TASK BRIEF –
Update the rows from the very first line through the line containing "1040 775 L 1037", swapping "wet sand" for "damp sand" and changing nothing else. Give back only those lines, without the pictures.

DATASET RECORDS –
★ ★ ★ ★ ★ ★ ★

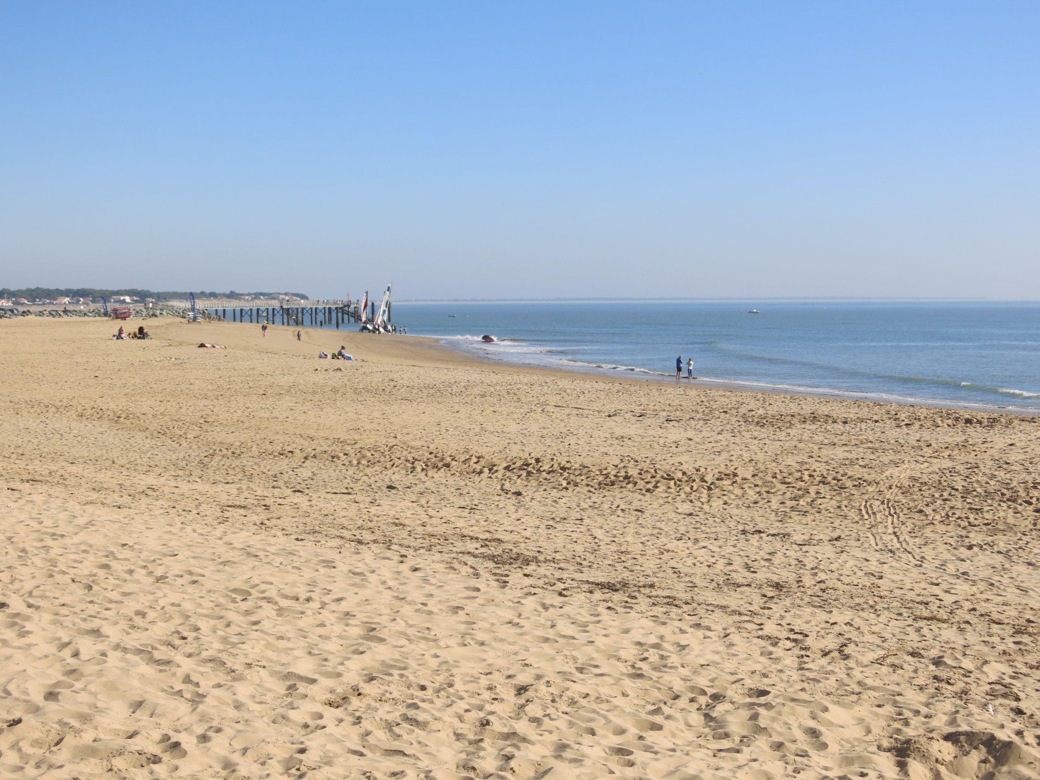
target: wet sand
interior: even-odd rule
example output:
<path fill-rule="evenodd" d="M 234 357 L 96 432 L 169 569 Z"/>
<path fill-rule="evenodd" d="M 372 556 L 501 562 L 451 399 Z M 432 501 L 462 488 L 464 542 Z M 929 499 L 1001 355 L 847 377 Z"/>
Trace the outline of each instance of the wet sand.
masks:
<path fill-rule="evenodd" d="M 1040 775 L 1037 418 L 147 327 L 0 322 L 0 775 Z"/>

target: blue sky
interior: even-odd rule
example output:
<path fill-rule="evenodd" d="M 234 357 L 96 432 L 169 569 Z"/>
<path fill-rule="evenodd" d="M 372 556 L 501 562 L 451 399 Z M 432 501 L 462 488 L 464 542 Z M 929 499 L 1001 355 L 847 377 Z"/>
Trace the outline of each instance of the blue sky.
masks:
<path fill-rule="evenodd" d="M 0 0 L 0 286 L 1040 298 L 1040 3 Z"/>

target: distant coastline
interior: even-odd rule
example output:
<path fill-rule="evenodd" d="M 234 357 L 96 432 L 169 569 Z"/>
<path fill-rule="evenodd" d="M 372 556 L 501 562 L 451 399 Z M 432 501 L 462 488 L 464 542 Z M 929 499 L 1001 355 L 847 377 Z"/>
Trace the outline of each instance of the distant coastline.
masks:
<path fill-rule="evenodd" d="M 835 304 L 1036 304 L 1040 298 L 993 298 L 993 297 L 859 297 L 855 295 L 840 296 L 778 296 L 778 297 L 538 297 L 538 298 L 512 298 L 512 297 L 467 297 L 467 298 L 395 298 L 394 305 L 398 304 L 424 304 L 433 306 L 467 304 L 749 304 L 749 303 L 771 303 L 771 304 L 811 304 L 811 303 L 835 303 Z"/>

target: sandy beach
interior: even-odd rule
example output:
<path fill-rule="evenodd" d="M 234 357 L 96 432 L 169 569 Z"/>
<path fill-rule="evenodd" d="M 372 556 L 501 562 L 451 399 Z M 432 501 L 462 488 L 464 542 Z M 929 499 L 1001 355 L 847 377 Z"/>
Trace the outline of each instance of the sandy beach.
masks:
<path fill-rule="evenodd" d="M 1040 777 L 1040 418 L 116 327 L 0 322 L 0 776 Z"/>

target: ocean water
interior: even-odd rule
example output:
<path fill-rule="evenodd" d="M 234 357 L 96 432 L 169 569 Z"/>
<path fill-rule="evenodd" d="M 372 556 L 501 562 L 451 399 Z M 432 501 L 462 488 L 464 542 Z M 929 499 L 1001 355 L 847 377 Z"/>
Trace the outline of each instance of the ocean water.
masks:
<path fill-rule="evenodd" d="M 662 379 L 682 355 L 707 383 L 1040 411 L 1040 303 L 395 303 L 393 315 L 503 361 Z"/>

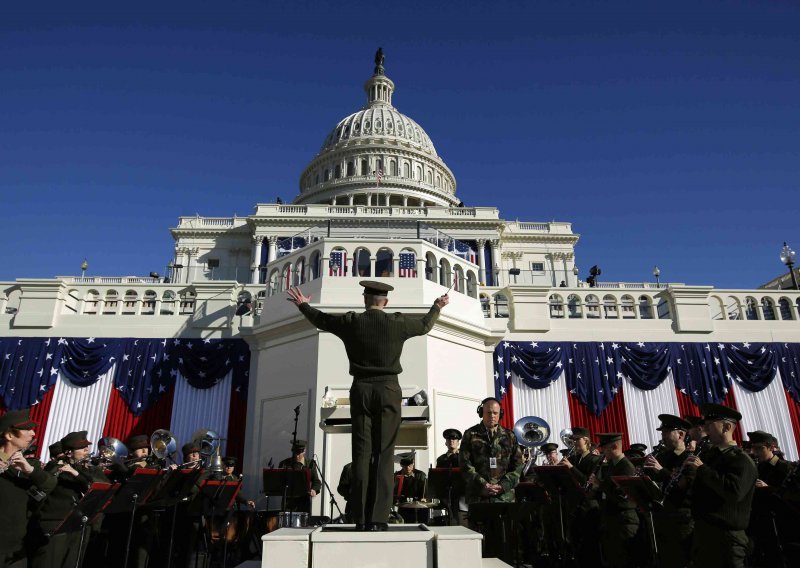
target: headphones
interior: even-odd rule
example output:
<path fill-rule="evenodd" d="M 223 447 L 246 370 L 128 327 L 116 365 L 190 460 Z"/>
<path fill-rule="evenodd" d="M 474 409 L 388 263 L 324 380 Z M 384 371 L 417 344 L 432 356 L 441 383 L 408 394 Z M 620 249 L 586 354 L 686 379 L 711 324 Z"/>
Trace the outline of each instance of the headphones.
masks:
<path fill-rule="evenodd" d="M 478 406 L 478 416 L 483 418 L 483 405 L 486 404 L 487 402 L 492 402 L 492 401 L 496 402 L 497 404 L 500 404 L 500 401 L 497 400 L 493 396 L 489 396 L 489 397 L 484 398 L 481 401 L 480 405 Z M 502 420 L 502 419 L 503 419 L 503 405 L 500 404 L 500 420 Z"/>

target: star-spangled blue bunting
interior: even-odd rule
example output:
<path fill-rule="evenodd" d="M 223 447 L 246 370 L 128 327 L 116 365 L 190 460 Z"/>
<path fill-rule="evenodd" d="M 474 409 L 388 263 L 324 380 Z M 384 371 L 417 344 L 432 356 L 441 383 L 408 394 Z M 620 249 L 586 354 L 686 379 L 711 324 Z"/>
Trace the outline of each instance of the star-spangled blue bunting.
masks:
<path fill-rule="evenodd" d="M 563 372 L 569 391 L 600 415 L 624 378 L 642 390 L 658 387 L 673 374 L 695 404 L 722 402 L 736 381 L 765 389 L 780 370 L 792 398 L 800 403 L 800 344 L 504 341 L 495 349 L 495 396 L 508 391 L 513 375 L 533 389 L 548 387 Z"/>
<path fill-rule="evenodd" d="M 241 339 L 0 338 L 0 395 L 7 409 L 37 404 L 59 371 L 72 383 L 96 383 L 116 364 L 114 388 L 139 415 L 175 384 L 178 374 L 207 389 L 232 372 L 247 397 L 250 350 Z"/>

★ ★ ★ ★ ★ ★ ★

OUTPUT BELOW –
target: damp sand
interior: even-odd rule
example output:
<path fill-rule="evenodd" d="M 234 357 L 96 432 L 169 569 Z"/>
<path fill-rule="evenodd" d="M 372 556 L 501 562 L 451 399 Z M 432 501 L 462 488 L 464 542 Z M 929 499 L 1001 355 L 847 377 Z"/>
Trace the outline of each instance of the damp sand.
masks:
<path fill-rule="evenodd" d="M 1040 775 L 1037 418 L 147 327 L 0 322 L 0 775 Z"/>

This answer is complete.